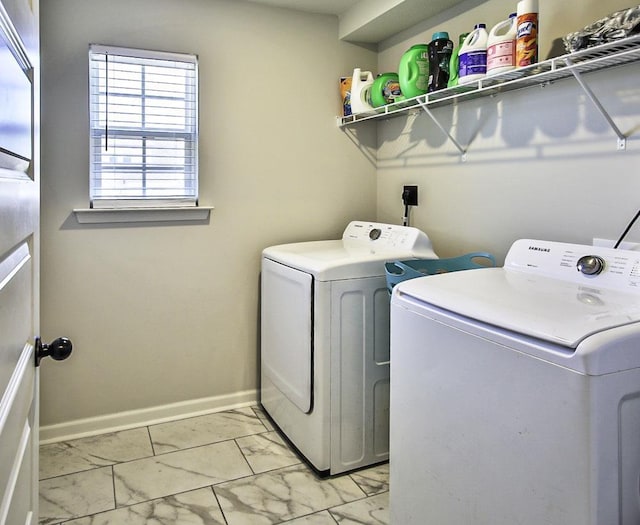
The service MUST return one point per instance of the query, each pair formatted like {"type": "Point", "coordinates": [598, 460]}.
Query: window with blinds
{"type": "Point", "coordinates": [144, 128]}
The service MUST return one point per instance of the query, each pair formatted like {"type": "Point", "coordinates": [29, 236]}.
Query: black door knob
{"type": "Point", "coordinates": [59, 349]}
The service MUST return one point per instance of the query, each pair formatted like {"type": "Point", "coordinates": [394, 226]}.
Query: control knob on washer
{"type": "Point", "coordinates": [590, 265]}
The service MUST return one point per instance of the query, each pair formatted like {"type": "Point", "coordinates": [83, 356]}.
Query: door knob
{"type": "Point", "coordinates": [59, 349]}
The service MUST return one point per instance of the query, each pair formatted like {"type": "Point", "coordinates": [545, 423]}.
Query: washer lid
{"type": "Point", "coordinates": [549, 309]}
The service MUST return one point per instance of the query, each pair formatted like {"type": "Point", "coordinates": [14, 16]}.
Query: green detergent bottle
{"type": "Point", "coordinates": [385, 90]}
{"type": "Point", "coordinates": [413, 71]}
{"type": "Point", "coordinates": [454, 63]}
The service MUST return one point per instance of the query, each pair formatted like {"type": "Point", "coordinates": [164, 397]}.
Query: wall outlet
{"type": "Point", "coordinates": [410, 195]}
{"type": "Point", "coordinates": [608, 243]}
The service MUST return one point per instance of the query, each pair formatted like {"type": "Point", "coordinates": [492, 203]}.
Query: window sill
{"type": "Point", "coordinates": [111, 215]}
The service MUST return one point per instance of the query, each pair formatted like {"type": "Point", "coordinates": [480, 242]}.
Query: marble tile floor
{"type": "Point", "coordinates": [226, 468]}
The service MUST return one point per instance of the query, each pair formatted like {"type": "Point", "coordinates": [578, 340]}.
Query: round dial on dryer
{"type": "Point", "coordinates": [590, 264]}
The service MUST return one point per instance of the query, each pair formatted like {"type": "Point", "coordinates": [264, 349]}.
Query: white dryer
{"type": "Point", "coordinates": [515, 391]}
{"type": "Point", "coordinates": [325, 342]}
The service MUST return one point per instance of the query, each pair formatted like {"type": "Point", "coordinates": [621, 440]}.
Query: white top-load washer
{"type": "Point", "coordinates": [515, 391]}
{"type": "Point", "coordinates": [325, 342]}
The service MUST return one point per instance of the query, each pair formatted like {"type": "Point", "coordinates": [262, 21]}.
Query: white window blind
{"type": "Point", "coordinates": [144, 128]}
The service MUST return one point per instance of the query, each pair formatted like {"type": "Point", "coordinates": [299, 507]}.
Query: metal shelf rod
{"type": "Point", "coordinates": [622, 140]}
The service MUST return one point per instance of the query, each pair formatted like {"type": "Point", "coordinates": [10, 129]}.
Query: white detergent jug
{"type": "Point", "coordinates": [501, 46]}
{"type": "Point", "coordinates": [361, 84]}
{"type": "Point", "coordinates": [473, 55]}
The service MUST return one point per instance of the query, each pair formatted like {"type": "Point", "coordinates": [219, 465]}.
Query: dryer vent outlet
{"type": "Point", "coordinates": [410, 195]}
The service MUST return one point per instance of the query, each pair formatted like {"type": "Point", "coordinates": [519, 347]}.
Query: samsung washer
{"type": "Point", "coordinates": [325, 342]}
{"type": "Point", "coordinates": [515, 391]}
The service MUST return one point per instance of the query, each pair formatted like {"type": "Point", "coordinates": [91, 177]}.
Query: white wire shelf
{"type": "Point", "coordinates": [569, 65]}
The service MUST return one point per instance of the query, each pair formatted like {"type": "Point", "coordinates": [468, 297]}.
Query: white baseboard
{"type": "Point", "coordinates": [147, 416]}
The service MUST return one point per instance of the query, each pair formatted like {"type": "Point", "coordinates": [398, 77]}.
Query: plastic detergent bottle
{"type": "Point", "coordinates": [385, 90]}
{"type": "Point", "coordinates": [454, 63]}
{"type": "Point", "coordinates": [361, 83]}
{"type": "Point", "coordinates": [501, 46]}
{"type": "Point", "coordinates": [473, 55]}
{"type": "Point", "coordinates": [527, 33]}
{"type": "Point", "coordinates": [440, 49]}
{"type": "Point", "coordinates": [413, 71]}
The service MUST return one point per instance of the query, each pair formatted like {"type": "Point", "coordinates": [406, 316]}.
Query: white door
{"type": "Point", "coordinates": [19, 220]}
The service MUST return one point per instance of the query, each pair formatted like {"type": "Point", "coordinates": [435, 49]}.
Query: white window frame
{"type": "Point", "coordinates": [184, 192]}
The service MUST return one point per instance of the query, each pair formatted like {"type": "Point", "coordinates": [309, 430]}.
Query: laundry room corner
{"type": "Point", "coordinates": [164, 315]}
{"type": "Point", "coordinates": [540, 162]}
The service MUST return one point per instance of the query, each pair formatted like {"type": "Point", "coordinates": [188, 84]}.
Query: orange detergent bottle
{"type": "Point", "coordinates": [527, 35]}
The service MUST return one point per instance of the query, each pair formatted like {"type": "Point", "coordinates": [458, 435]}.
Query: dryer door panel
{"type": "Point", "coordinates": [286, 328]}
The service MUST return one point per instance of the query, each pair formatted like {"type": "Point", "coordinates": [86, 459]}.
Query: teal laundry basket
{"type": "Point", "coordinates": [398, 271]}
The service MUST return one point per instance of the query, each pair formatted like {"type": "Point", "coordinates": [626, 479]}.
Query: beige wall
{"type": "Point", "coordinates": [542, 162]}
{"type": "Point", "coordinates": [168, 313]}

..............................

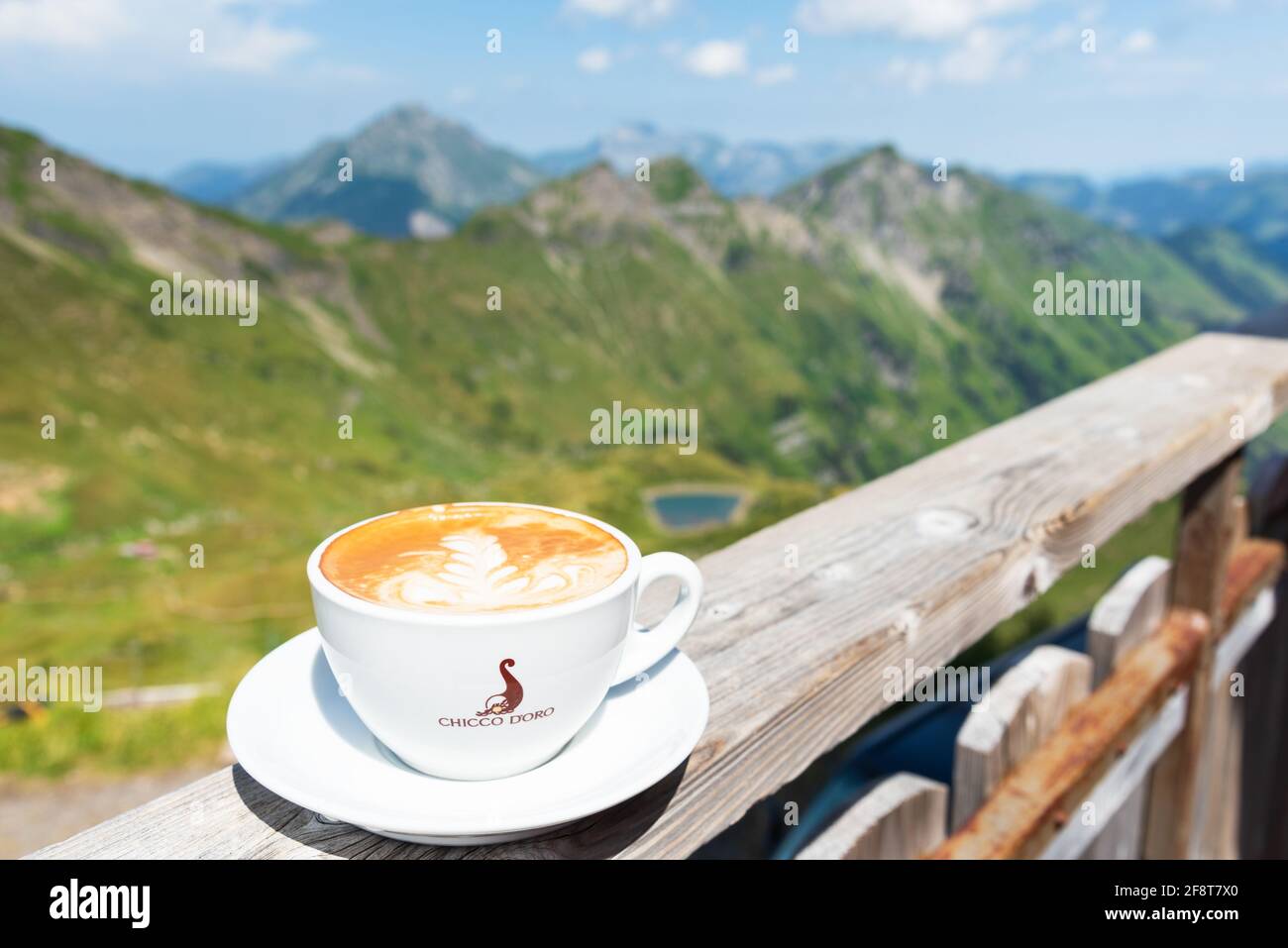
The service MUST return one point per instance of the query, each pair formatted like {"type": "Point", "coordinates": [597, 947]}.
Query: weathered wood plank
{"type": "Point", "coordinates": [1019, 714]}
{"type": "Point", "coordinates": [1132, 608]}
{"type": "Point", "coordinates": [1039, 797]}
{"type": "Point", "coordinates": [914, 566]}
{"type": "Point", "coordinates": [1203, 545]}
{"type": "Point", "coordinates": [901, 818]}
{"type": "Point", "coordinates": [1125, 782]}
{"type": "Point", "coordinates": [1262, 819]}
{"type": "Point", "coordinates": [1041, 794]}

..............................

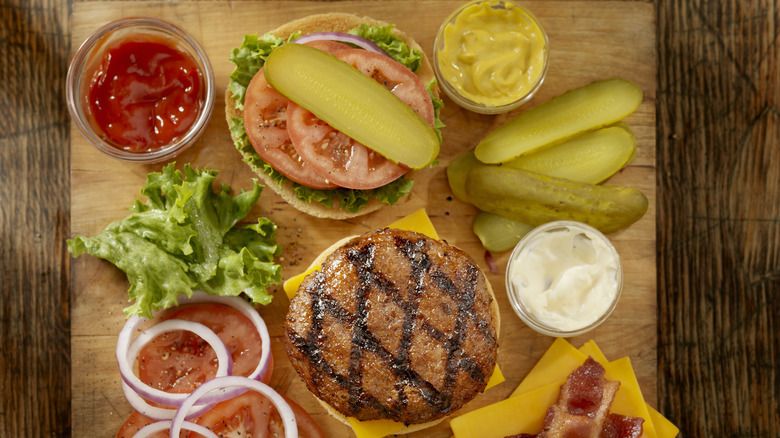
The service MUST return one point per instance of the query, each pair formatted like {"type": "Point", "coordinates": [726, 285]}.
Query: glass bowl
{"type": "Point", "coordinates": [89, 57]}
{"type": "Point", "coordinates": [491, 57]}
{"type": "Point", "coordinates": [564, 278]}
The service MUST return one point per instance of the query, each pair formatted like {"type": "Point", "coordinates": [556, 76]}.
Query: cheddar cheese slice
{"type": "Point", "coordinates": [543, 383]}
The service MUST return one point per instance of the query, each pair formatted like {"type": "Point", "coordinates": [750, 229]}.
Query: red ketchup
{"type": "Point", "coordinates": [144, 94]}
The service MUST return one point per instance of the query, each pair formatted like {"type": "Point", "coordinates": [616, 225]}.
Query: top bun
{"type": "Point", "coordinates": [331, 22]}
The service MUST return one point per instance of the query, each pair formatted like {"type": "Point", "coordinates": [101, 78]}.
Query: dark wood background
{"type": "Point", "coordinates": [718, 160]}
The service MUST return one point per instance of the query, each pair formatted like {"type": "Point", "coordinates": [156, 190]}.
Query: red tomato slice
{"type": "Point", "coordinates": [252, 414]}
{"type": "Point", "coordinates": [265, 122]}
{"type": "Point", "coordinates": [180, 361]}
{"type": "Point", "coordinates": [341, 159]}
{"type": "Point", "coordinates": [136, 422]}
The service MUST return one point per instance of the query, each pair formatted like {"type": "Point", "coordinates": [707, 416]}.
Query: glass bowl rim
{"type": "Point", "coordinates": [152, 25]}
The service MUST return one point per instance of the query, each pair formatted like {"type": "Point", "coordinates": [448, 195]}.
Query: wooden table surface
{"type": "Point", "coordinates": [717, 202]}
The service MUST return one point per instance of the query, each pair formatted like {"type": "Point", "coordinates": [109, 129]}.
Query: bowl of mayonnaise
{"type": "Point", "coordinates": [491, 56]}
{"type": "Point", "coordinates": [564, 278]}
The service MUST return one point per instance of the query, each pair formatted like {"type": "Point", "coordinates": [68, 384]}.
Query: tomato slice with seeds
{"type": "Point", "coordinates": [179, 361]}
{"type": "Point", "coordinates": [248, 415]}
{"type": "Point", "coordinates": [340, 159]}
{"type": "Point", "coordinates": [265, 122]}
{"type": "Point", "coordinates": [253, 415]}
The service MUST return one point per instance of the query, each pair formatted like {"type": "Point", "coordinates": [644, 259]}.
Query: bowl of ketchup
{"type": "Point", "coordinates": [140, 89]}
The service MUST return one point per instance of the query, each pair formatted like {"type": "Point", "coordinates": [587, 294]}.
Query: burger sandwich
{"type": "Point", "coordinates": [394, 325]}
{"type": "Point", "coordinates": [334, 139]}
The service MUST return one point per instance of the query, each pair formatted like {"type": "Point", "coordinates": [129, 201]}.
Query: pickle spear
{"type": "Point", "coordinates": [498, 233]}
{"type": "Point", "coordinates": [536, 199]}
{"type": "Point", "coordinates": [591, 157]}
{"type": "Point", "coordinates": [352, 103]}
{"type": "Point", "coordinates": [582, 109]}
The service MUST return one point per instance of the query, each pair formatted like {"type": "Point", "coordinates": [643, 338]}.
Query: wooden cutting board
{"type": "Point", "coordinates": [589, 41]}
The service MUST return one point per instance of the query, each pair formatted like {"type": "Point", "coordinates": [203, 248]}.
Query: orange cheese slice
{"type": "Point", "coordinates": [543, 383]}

..............................

Display each line of the data above that contains the string "glass", treating the match as case-sensitive.

Query: glass bowl
Query: glass bowl rim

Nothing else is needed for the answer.